PROVIDED TEXT:
__________

I've had reef tanks since 04/05 but just recently REALLY started getting back into the hobby. the first two years getting back at it were ROUGH plagued by horrific algae, dinoflagellates and sudden mysterious "mini crashes" where acros STN'd and lost a clam. My current 150 gallon reef was set up 14 months ago and the dino continued to plague me despite having good luck with coral health. Maintaining a proper pH has always been an issue and I was suspicious that high CO2 levels were the root cause of all my troubles. October 1st I started a series of experiments inspired by Randy's article here https://www.reef2reef.com/threads/alkalinity-stability-ph-stability-are-they-even-different.711768/ . My end goal was to maintain a stable alkalinity as well as a stable, proper pH. It's been an interesting journey and I learned a LOT in the process. I'm happy to say the results are better than I could've ever imagined. previously I was lucky to average an 8.00pH with up to a .5 daily swing and pH as low as 7.58. Now my pH is 8.3 +/- 0.06 and alkalinity 9.1DKH +/- 0.3. Corals and my clam are absolutely THRIVING with some growing over an inch per month. Dino is gone and the last time I was this happy with my reef was 2007.

__________

RECORDS SUPPLIED:
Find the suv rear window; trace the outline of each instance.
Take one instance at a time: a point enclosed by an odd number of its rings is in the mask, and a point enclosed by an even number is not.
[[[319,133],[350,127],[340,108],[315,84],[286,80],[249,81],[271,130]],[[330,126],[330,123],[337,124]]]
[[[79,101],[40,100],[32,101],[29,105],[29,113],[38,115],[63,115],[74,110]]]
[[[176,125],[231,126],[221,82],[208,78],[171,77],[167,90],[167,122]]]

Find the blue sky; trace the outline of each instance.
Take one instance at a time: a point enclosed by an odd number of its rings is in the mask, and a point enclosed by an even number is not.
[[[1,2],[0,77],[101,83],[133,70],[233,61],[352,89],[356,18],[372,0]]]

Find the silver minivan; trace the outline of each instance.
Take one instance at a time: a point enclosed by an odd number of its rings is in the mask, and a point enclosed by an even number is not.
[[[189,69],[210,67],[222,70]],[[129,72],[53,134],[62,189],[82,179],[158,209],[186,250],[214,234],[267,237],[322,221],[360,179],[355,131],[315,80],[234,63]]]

__________

TO BE DONE:
1. Format the whole labeling listing as a two-column CSV with the columns request and outline, one row for each request, with its text and its answer each in one quoted field and line breaks replaced by spaces.
2. Resume the reef tank post from the end of its final sentence.
The reef tank post and the listing are unrelated and should be treated separately.

TASK-BY-TASK ANSWERS:
1.
request,outline
"Find the suv rear window; trace the outline of each instance. Take one instance at a time: a point enclosed by an odd number of its rings is in the mask, and a point enclosed by an even number is not.","[[[319,133],[350,127],[340,108],[315,84],[286,80],[249,81],[271,130]],[[330,126],[330,123],[337,124]]] [[[79,101],[40,100],[32,101],[29,105],[29,113],[38,115],[63,115],[74,110]]] [[[176,125],[231,126],[221,82],[208,78],[171,77],[167,90],[167,122]]]"
"Find the blue sky; trace the outline of each instance. Take one instance at a time: a point enclosed by an odd number of its rings is in the mask, and a point enclosed by an even number is not.","[[[1,2],[0,77],[101,83],[133,70],[233,61],[352,89],[356,18],[372,0]]]"
"Find the silver minivan; trace the outline of each instance. Take one instance at a time: a point enclosed by an odd number of its rings is in the mask, and a point enclosed by an even number is not.","[[[189,69],[210,67],[222,70]],[[129,72],[53,134],[62,189],[82,179],[158,209],[186,250],[214,234],[267,237],[322,221],[360,179],[355,131],[315,80],[234,63]]]"

2.
My alkatronic tests very frequently and communicates to the apex. I toggle between Randy's standard soda ash solution and Lye solution based on the apex's pH. Above 8.25pH it doses soda ash. Below it doses Lye. Several throttle outlets fine tune the dosage. When I'm away for the weekend the system will automatically transition to dosing 95% soda ash with just 20-40ml lye. I recently added another dos for bicarbonate. Right now I'm just using it to dampen peak pH and buffer up alk with 45ml between 11p and midnight. I also added a CO2 meter. in the future I may develop a way to integrate everything. for now, it's nice to have a backup alkalinity solution on tap... I allowed my calcium and soda ash jug to go empty a few weeks ago while away. I was able to limp through with a little bit of lye dosing and cutting lights but in the end, I missed about 12 hours worth of dosing and alk dropped over 2DKH. I see that as a sign the demand is real however I may be mistaken. It's important to note that my Alkatronic tests a consistent .6-.7dkh higher than it actually is. Confirmed with many salifert kits, hanna and Randy's alkalinity reference solution. all of my alkalinity solutions dose in the sump, directly in front of a maxijet 1200. aside from a little bit of splashing, I NEVER see any signs of precipitation. Heaters and pumps are always squeaky clean and sand isn't clumping anywhere.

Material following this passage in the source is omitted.